Stored items
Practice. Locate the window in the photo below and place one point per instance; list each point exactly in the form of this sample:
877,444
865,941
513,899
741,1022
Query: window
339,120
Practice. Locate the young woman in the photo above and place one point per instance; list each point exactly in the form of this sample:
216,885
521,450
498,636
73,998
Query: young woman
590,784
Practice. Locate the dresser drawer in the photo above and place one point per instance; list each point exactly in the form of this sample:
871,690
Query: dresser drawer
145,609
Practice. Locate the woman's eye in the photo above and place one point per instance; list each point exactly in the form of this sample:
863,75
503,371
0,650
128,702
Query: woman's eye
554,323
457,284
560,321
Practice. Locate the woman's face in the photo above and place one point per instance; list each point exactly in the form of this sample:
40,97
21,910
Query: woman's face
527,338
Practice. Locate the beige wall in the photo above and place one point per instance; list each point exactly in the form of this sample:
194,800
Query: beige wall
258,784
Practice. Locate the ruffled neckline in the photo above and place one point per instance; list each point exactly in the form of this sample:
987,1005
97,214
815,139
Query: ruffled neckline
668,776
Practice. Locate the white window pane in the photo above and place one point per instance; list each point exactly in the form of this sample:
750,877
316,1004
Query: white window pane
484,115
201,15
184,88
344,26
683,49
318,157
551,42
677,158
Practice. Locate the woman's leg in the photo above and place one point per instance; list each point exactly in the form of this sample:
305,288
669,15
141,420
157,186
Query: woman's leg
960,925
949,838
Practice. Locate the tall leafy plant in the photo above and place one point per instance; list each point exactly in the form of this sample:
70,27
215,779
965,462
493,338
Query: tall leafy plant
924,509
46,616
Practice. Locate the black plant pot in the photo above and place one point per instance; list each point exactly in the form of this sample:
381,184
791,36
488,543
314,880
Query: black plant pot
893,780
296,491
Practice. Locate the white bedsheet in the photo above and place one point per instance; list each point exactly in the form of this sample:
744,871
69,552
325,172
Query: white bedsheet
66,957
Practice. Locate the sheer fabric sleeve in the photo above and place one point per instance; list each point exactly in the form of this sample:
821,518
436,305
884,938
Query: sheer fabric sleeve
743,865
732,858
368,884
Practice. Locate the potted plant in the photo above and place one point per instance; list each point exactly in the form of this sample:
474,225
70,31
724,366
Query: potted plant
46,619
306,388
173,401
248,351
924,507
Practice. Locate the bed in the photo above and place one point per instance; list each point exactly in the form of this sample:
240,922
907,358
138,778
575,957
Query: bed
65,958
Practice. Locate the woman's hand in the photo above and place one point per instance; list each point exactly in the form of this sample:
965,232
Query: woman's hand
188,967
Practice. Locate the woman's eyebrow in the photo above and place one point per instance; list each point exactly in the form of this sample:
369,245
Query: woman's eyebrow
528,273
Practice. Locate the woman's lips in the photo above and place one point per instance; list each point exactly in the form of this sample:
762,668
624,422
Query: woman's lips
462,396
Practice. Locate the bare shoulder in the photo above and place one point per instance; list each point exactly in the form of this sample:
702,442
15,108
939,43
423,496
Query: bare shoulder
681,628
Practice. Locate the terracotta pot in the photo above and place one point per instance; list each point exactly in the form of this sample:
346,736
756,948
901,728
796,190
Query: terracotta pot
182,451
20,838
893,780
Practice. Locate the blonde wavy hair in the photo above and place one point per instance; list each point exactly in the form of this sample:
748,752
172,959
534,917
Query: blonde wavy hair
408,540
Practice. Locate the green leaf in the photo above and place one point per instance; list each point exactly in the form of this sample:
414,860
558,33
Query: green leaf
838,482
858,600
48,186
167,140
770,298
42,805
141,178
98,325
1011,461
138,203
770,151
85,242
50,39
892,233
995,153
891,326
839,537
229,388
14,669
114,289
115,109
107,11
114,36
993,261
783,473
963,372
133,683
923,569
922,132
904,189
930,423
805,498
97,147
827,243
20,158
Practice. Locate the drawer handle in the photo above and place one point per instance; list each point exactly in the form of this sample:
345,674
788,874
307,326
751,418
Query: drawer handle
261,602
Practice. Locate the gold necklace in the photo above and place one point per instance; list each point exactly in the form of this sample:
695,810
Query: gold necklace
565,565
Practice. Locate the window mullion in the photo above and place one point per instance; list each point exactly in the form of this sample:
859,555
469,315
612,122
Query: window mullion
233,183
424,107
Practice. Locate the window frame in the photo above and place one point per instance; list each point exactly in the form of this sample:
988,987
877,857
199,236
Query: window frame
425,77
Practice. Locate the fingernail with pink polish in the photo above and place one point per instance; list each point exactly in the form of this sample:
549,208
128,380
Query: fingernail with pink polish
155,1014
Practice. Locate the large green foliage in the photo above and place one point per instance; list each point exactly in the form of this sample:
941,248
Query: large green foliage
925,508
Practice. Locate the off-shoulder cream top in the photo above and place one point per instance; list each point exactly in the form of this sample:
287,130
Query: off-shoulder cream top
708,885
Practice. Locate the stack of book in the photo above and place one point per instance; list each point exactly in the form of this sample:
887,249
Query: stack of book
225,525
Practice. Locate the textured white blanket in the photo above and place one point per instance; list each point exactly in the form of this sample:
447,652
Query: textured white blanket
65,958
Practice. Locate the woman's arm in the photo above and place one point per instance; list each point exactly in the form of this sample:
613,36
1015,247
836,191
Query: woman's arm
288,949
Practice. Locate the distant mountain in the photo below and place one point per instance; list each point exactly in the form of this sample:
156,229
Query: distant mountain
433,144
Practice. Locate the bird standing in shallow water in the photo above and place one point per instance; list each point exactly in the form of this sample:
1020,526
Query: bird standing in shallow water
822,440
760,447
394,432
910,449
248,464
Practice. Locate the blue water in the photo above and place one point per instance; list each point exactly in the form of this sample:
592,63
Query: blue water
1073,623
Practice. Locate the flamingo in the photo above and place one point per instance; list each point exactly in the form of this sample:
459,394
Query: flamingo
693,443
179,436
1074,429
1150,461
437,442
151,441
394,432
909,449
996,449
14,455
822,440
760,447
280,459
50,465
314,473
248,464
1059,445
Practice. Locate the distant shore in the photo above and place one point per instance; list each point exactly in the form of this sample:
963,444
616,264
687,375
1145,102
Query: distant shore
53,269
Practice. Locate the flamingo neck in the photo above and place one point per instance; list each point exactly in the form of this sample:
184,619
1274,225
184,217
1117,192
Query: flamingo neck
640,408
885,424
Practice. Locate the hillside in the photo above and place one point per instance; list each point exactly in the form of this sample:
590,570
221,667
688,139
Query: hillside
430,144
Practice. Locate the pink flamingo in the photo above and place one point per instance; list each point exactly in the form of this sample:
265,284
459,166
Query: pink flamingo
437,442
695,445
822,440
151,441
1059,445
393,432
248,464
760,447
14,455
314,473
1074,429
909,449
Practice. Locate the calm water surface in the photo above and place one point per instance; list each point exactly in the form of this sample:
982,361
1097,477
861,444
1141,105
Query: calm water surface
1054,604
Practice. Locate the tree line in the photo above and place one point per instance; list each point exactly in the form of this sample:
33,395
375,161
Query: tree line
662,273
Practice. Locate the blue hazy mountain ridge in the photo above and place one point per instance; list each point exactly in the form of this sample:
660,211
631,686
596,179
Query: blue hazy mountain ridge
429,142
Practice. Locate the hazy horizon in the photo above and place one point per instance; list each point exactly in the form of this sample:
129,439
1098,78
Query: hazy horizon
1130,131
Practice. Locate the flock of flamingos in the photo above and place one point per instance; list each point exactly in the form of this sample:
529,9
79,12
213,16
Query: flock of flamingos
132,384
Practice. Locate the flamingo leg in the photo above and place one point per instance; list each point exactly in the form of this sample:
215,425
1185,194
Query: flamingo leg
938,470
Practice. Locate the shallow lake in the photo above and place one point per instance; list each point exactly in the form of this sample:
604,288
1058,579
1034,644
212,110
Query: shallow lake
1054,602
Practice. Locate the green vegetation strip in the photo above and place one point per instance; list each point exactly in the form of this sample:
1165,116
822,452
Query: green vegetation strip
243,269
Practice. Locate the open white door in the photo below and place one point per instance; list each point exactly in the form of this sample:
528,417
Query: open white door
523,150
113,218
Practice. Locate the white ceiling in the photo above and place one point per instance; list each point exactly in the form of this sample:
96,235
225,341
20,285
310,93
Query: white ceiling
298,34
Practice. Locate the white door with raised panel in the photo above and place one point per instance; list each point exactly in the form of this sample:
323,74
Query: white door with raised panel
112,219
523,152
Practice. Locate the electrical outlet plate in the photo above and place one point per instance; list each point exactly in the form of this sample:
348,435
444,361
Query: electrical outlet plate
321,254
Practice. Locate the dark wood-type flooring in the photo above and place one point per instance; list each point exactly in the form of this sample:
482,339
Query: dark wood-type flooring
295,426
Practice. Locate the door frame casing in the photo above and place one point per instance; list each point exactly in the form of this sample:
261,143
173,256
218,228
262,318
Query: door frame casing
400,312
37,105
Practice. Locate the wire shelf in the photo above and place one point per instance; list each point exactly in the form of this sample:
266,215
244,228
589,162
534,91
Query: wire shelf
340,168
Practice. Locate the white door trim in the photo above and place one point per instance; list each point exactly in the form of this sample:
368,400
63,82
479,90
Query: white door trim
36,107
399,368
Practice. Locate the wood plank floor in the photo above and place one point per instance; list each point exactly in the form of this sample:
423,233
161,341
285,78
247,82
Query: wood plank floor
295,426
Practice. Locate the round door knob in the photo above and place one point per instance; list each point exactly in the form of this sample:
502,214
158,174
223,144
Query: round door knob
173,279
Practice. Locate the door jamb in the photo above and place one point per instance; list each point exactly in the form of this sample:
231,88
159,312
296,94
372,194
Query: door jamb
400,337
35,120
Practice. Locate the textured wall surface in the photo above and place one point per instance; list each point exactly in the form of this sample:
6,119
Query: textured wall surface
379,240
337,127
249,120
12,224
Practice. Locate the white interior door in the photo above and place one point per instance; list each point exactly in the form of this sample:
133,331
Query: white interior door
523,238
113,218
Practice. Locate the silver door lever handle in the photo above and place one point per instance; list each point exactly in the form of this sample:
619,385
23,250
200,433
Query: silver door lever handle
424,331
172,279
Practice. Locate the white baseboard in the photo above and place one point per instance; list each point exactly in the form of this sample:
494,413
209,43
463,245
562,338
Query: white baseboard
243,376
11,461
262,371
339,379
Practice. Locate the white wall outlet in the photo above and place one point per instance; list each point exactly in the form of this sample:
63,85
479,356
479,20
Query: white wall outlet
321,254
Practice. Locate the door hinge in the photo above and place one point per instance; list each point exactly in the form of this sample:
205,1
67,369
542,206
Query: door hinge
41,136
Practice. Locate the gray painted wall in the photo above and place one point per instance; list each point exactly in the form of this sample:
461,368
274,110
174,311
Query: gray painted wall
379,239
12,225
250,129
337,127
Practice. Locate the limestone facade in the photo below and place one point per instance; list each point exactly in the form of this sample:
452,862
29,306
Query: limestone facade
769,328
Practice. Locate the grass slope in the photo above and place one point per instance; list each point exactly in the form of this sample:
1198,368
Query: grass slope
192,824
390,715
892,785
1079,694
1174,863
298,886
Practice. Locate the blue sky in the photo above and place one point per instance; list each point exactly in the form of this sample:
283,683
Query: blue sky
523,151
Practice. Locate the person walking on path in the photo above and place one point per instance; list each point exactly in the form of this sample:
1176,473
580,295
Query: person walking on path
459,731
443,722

:: THE PROBLEM ::
Wherever the word "below" occurs in the data above, copy the line it sits in.

:: ANSWER BOX ::
Practice. Locate the window in the photo below and place one point per instance; list each point exactly in the form of this sample:
Practice. Locate the distant mountain in the photo below and place one point per instance; list each point exactly in the form of this sample:
Practice. Locate the open white door in the photo below and place one point per instance; list each point exactly in the form of this sample:
Practice. Locate the limestone facade in the photo below and place one point per instance; list each point exactly in the form of this sample:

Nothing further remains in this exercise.